> **Supplied records**

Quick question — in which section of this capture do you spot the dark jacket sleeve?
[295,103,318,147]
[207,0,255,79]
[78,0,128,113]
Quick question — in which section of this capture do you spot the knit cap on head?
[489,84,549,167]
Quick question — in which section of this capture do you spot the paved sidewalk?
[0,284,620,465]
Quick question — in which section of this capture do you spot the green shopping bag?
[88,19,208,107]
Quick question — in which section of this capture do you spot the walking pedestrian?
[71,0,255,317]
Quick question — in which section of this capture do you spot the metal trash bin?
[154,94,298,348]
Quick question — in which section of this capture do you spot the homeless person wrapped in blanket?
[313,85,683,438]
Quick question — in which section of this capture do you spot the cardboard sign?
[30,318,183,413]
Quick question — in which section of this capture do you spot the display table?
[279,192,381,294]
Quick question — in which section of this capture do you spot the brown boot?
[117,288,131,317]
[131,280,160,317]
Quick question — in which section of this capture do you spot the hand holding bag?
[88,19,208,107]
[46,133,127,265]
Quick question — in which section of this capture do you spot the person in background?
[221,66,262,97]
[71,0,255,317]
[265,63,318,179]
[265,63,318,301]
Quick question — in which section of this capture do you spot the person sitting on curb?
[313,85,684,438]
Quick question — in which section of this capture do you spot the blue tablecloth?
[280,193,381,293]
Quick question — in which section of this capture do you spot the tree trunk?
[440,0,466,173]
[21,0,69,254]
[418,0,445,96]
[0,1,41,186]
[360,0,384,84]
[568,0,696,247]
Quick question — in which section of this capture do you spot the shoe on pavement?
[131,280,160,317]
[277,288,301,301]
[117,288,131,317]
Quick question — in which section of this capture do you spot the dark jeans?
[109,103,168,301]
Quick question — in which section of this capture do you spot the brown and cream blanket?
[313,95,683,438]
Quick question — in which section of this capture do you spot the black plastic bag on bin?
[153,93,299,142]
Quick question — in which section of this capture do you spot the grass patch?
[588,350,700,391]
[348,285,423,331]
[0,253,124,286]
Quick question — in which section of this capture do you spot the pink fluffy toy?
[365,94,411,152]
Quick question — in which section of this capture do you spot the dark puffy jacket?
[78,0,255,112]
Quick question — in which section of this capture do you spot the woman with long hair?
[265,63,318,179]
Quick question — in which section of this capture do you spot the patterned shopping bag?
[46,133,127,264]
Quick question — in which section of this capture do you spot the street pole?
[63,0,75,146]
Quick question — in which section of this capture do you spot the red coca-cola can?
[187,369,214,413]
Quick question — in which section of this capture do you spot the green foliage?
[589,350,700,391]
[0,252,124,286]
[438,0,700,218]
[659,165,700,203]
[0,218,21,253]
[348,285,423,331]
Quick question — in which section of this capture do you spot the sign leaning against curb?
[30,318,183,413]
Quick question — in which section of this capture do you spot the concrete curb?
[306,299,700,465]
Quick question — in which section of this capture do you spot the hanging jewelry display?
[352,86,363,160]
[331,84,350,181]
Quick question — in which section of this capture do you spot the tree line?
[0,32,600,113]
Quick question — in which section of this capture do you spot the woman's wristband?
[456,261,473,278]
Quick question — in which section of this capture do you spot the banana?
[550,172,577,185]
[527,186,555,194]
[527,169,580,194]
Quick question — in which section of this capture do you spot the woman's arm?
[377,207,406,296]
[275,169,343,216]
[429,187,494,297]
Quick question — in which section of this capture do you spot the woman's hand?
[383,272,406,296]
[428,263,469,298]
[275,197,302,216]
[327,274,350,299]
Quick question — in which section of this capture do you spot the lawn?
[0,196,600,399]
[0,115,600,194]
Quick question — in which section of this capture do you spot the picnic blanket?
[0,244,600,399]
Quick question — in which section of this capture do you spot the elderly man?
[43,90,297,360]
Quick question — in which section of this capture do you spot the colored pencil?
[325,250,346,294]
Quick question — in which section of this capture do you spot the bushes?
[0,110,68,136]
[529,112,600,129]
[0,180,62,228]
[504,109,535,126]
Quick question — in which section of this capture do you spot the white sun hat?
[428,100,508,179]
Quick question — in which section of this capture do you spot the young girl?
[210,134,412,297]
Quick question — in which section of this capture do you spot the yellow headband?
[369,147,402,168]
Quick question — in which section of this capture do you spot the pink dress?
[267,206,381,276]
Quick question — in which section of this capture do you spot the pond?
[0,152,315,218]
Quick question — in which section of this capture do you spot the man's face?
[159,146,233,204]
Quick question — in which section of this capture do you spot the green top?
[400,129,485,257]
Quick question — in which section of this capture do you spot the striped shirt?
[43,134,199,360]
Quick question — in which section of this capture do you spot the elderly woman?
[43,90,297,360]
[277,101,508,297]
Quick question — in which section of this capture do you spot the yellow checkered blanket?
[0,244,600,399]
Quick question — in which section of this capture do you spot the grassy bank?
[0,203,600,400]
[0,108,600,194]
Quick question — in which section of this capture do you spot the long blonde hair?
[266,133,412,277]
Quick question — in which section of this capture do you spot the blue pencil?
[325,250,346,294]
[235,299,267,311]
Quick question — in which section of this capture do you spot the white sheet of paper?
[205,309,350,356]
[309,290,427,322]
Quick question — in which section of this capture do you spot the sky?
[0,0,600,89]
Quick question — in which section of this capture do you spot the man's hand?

> **Task prompt**
Reproduce all of the records above word for word, leaving nothing out and changing nothing.

> **Result**
Quick question — in which section of this capture do you spot the dark jacket sleeve?
[295,103,318,147]
[207,0,255,79]
[78,0,128,113]
Quick question — in which section of this capture do you spot the knit cap on head?
[489,84,549,167]
Quick question — in which section of this capture do you spot the paved sidewalk?
[0,284,620,465]
Quick question — in which section of this capture do you spot the green shopping bag?
[88,19,208,107]
Quick question — in which section of this capture do you spot the walking pedestrian?
[71,0,255,317]
Quick question — in which section of this capture do you spot the metal trash bin?
[154,94,298,348]
Quick question — in which section of this capture do you spot the homeless person wrapped in blanket?
[313,85,683,438]
Quick question — in which section of this capture do you spot the cardboard sign?
[30,318,183,413]
Quick question — in which section of this capture do you spot the display table?
[279,192,381,294]
Quick question — in which section of this capture do you spot the brown boot?
[117,288,131,317]
[131,280,160,317]
Quick question — in which section of this capture do you spot the hand holding bag?
[88,19,208,107]
[46,133,127,265]
Quick question — in which section of this capture do you spot the person in background?
[221,66,262,97]
[71,0,255,317]
[265,63,318,179]
[265,63,318,301]
Quick question — in which section of this capture do you spot the person sitting on curb?
[313,85,684,438]
Quick question — in which section of this capture do you spot the blue tablecloth?
[280,193,381,293]
Quick question — in which section of this capture do you spot the tree trunk?
[440,0,466,173]
[21,0,69,254]
[418,0,445,96]
[0,1,41,186]
[360,0,384,84]
[568,0,696,247]
Quick question — in which section of this capture do you spot the shoe on pavement?
[131,280,160,317]
[277,288,301,301]
[117,288,131,317]
Quick question — in which section of this capture do you spot the dark jeans?
[109,103,168,301]
Quick question — in which section of this capture do you spot the brown and cream blanket?
[313,95,683,438]
Quick question — in which section of this capture do you spot the black plastic bag on bin?
[153,93,299,142]
Quick question — in which section of this capture do you spot the grass patch?
[588,350,700,391]
[348,285,423,331]
[0,253,124,286]
Quick question — in which section of this capture do you spot the pink fluffy toy?
[365,94,411,152]
Quick question — in which section of this capture do you spot the dark puffy jacket?
[78,0,255,112]
Quick question — in which section of this capture do you spot the woman with long hair?
[265,63,318,179]
Quick question — in which section of this capture do you spot the patterned shopping bag?
[46,133,127,264]
Quick question — in which section of this capture do you spot the street pole?
[63,0,75,146]
Quick question — in which section of this capture do you spot the red coca-cola can?
[187,369,214,413]
Quick question — in which section of this capture do you spot the green foliage?
[589,350,700,391]
[0,252,124,286]
[438,0,700,218]
[659,165,700,203]
[0,218,21,253]
[348,285,423,331]
Quick question — in which section of this capture do you spot the sign leaning against curb?
[30,318,183,413]
Quick question — in which section of this capture do you spot the concrete curb?
[306,299,700,465]
Quick question — in which section of this capture do you spot the hanging jewelry display?
[352,86,363,160]
[331,84,350,181]
Quick question — in which section of this capture do you spot the tree line?
[0,32,600,113]
Quick question — in which section of this capture do you spot the woman's wristband?
[456,261,473,278]
Quick question — in which section of this capture do you spot the banana?
[550,172,577,185]
[527,186,555,194]
[527,169,580,194]
Quick question — in which section of this capture do you spot the woman's arm?
[377,207,406,296]
[275,169,343,216]
[429,187,494,297]
Quick question — in which section of this capture do you spot the woman's hand?
[383,272,406,296]
[428,263,469,298]
[275,197,302,216]
[327,274,350,299]
Quick question — in which section of this capture do you spot the lawn?
[0,196,600,399]
[0,115,600,194]
Quick question — in which section of this capture do you spot the picnic blanket?
[0,244,600,399]
Quick question — in which section of this capture do you spot the elderly man?
[43,90,297,360]
Quick question — in which section of this capture do you spot the colored pencil?
[325,250,346,294]
Quick question — in which section of this capture do you spot the bushes?
[0,110,68,136]
[529,112,600,129]
[0,180,62,228]
[504,109,535,126]
Quick question — in which section of this capture do you spot the white sun hat?
[428,100,508,179]
Quick question — in which section of this capture do you spot the young girl?
[210,134,412,297]
Quick question — in which section of this capture do you spot the yellow headband?
[369,147,402,168]
Quick question — in which section of this capture do you spot the pink dress?
[267,206,381,276]
Quick question — in which section of this capture do you spot the pond?
[0,152,315,218]
Quick question — in which section of this capture do you spot the man's face?
[159,146,233,204]
Quick question — in which section of this capture do you spot the green top?
[400,129,485,257]
Quick question — in which section of this capture do you spot the striped shirt?
[43,134,199,360]
Quick question — in which section of this capture do you spot the elderly woman?
[43,90,297,360]
[277,101,508,297]
Quick question — in which section of this capture do you spot the yellow checkered blanket?
[0,244,600,399]
Quick question — in which section of this capture do you spot the grassy bank?
[0,203,600,400]
[0,108,600,194]
Quick question — in which section of this capture do you spot the long blonde hair?
[266,133,412,277]
Quick question — in which section of this capture do you spot the blue pencil?
[325,250,346,294]
[235,299,267,311]
Quick question — in which section of this capture do you spot the white sheet of paper?
[205,309,350,356]
[309,290,427,322]
Quick question — in which section of this capture do you spot the sky?
[0,0,600,89]
Quick question — in which section of this capture do you spot the man's hand?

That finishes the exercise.